# start of RECORDS SHOWN

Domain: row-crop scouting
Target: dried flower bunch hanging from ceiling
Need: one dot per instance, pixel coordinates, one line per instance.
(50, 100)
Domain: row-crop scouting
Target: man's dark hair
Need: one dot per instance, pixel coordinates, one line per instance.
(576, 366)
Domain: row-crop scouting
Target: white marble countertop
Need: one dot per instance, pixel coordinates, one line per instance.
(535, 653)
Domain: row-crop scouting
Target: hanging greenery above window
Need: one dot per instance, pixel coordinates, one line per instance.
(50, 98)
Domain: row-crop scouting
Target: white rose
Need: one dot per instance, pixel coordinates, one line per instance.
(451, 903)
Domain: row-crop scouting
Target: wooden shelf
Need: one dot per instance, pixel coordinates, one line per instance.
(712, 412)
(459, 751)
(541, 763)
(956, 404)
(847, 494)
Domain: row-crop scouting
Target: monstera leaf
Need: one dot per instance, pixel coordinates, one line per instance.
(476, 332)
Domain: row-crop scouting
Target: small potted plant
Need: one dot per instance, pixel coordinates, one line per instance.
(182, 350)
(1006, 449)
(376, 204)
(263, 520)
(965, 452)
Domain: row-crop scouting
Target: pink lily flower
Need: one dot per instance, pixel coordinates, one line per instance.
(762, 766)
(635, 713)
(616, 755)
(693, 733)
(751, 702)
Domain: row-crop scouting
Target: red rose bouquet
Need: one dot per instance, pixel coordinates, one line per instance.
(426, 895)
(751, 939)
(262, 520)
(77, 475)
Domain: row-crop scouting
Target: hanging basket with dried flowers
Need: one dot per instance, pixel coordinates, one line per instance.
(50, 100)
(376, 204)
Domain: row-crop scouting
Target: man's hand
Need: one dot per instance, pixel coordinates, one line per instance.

# end of RECORDS SHOWN

STATED TASK
Please show every line of the items above that contains the word "hanging", copying each line in full.

EXERCISE ANSWER
Target: dried flower bunch hanging from ceiling
Target: hanging greenery above window
Target: hanging basket with dried flowers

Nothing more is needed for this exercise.